====== Texto fornecido

O PART (Programa de Apoio à Redução Tarifária) trazia uma novidade que parecia imbatível: a simplificação dos tarifários e a redução do preço dos transportes públicos. O processo funcionou bem nas áreas metropolitanas de Lisboa e Porto, mas ainda há erros que persistem no que toca às Comunidades Intermunicipais (CIM).

Vejamos o caso da CIM Oeste. Na prática, um utilizador da região Oeste com um passe combinado com a Área Metropolitana de Lisboa percebe que tem apenas um passe combinado com o concelho de Lisboa. E, mesmo assim, apenas válido para viagens no Metro e na Carris, deixando, por exemplo, a CP de fora será que o utente do Oeste não financia a CP ao contrário dos restantes portugueses? Na prática, um passageiro de Torres Vedras que trabalhe em Oeiras não pode passar de Algés sem outro título de transporte, já que o passe combinado com a AML não lhe serve. As coroas que marcavam as regiões tarifárias deixaram de existir para quem é da Área Metropolitana de Lisboa, mas não para quem é de fora dela.

Contactada a Boa Viagem – um dos operadores do grupo Barraqueiro que opera carreiras inter-regionais com Lisboa – a resposta resume-se a numa frase: “A definição da bilhética, quer seja dos títulos como dos preços, é competência das autoridades de transporte, OESTECIM e AML, sendo o operador um mero executante”. Temos o primeiro concorrente no jogo do empurra. O operador passa para a autoridade de transportes e deixa a sua página da internet a mensagem de que vai multar os passageiros que somem o passe navegante metropolitano (da AML) com outro passe de linha, já que o único título válido nas carreiras inter-regionais é o combinado que não deixa os utilizadores saírem do concelho de Lisboa.

============
====== Dados guardados

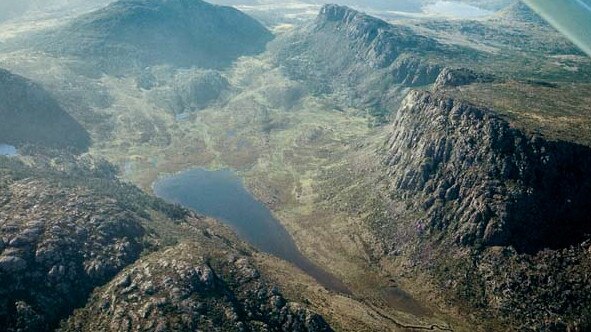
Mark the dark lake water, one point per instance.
(222, 195)
(7, 150)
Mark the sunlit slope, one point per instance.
(132, 34)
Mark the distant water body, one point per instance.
(222, 195)
(7, 150)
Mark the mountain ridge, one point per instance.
(134, 34)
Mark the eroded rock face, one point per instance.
(68, 226)
(30, 115)
(485, 182)
(180, 290)
(360, 58)
(133, 34)
(57, 246)
(449, 77)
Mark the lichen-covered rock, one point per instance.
(484, 182)
(181, 290)
(449, 77)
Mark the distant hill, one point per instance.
(132, 34)
(520, 12)
(30, 115)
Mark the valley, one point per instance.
(398, 162)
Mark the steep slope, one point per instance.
(67, 226)
(344, 48)
(497, 217)
(486, 182)
(182, 290)
(30, 115)
(134, 34)
(520, 12)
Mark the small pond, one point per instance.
(222, 195)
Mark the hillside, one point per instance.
(30, 115)
(134, 34)
(67, 225)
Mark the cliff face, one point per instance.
(358, 57)
(376, 42)
(485, 182)
(30, 115)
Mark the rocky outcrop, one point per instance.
(499, 217)
(57, 245)
(68, 226)
(485, 182)
(30, 115)
(454, 77)
(180, 290)
(361, 59)
(191, 90)
(130, 35)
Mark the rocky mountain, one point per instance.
(362, 59)
(134, 34)
(67, 226)
(30, 115)
(520, 12)
(499, 217)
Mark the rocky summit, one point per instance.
(134, 34)
(29, 114)
(364, 166)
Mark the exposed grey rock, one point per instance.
(457, 77)
(191, 292)
(498, 185)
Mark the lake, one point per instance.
(7, 150)
(222, 195)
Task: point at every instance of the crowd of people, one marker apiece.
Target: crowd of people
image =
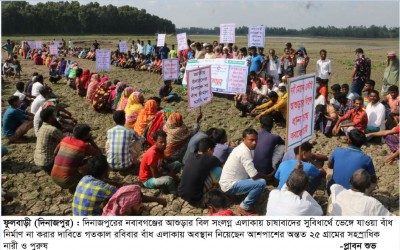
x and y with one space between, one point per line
200 166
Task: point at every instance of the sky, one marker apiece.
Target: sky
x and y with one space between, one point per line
289 14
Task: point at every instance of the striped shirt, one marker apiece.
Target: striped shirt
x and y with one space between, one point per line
91 195
119 146
70 157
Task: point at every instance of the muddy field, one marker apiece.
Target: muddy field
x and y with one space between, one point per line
35 194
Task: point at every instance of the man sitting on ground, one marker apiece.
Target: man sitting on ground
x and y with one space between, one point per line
201 174
239 176
16 122
69 164
93 191
122 145
153 173
293 199
345 161
303 156
355 201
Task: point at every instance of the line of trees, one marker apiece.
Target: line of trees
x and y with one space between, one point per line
330 31
72 18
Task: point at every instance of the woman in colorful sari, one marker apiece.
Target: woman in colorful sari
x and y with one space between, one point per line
178 135
145 116
132 109
123 101
101 98
93 85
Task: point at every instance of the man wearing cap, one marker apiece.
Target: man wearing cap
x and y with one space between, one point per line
256 61
361 72
391 74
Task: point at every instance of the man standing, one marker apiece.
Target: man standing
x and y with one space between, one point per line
345 161
376 113
358 119
355 201
270 148
16 122
391 74
201 173
48 138
361 72
324 66
237 170
256 61
293 199
122 144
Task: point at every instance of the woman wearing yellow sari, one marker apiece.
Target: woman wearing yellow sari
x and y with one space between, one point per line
132 109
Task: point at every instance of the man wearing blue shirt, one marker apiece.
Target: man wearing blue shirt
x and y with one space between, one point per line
301 162
345 161
16 122
256 61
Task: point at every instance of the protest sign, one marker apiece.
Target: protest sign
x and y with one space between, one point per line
300 122
227 76
123 47
103 59
170 69
53 49
182 42
227 33
256 36
199 87
161 40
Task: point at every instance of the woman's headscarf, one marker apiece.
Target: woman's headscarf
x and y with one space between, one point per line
177 133
123 101
146 114
123 200
85 77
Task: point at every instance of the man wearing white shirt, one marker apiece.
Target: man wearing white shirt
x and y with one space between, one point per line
239 176
354 201
293 199
273 67
324 66
37 85
376 113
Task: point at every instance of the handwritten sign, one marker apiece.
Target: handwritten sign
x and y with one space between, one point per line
53 49
123 47
300 122
160 40
199 87
182 41
103 59
170 69
256 36
227 33
227 76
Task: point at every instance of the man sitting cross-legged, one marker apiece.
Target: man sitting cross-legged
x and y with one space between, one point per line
201 173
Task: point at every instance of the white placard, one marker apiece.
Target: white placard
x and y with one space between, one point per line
161 40
227 33
256 36
103 59
123 47
199 87
170 69
227 76
300 122
182 41
53 49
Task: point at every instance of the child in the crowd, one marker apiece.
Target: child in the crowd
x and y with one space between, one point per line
165 92
217 203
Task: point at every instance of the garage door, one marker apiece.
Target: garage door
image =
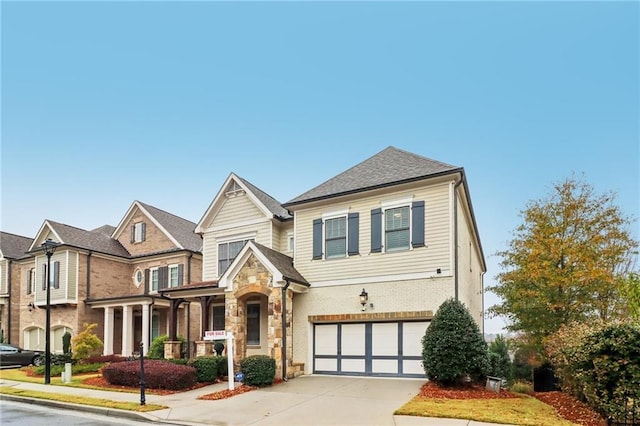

============

Tarefa proposta: Escreva, por favor, a continuação do texto sobre o PART e os passes da região Oeste, a partir da última frase apresentada.

O resultado:
Reclamando com a Autoridade de Transportes da CIM Oeste a resposta é de que “o passe combinado com a AML contempla apenas a antiga coroa L, pois esta tipologia de passe advém de em acordos já existentes entres operadores”. E ainda deixa uma alfinetada ao Governo: “Importa referir que as verbas destinadas à execução do PART destinadas à OesteCIM é deficitária”.

Em Novembro de 2022, contacto o regulador Autoridade da Mobilidade e dos Transportes. A resposta chega poucos dias depois: “Face à análise da queixa formulada (...) cumpre informar que a mesma se encontra em análise na AMT, pelo que, oportunamente, contactaremos V. Exa. a respeito do resultado das diligências a adoptar”. Foi há praticamente um ano e eu perdi a noção do que significava a palavra “oportunamente”. Até hoje nenhuma resposta foi recebida. Em Maio de 2023, faço queixa à provedora de Justiça por ausência de resposta do regulador. O processo é aberto, mas nem assim a AMT responde.

Enquanto a espera se faz longa, contacto o Instituto da Mobilidade e dos Transportes (IMT) para perceber se tem conhecimento desta situação de discriminação no acesso aos transportes públicos para os utentes da região Oeste. Dois meses e meio depois de exposto o problema, o IMT refere que vai encaminhar a reclamação para os Transportes Metropolitanos de Lisboa (TML) sobre “as falhas de serviço de transporte no âmbito da operação da Carris Metropolitana”. Em nenhum momento foram referidas falhas na Carris Metropolitana, mas o IMT achou que o problema era com esta empresa. A resposta expõe um preocupante desconhecimento do IMT sobre a realidade dos transportes públicos que nos devia preocupar a todos. Estamos no final de Outubro, o problema foi denunciado ao IMT no início de Junho e nenhuma resposta adicional aconteceu até hoje. Se o objectivo é tirar pessoas dos automóveis, o jogo do empurra está a funcionar lindamente.

Enquanto o problema não se resolve, muitos utilizadores da região Oeste pegam diariamente no seu carro em busca de uma paragem ou estação dentro da AML, seguindo depois em transporte público com o passe navegante metropolitano.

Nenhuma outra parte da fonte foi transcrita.